Problem description: Rewrite every line of the rows below as a numbered list, omitting any blank lines.

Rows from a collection

──────────

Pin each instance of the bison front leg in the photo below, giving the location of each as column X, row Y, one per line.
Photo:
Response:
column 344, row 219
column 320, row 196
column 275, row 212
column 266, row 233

──────────

Correct answer:
1. Pin each instance of the bison front leg in the photo below, giving the location of each as column X, row Y, one per line.
2. Photo:
3. Response:
4. column 344, row 219
5. column 320, row 196
6. column 275, row 212
7. column 266, row 233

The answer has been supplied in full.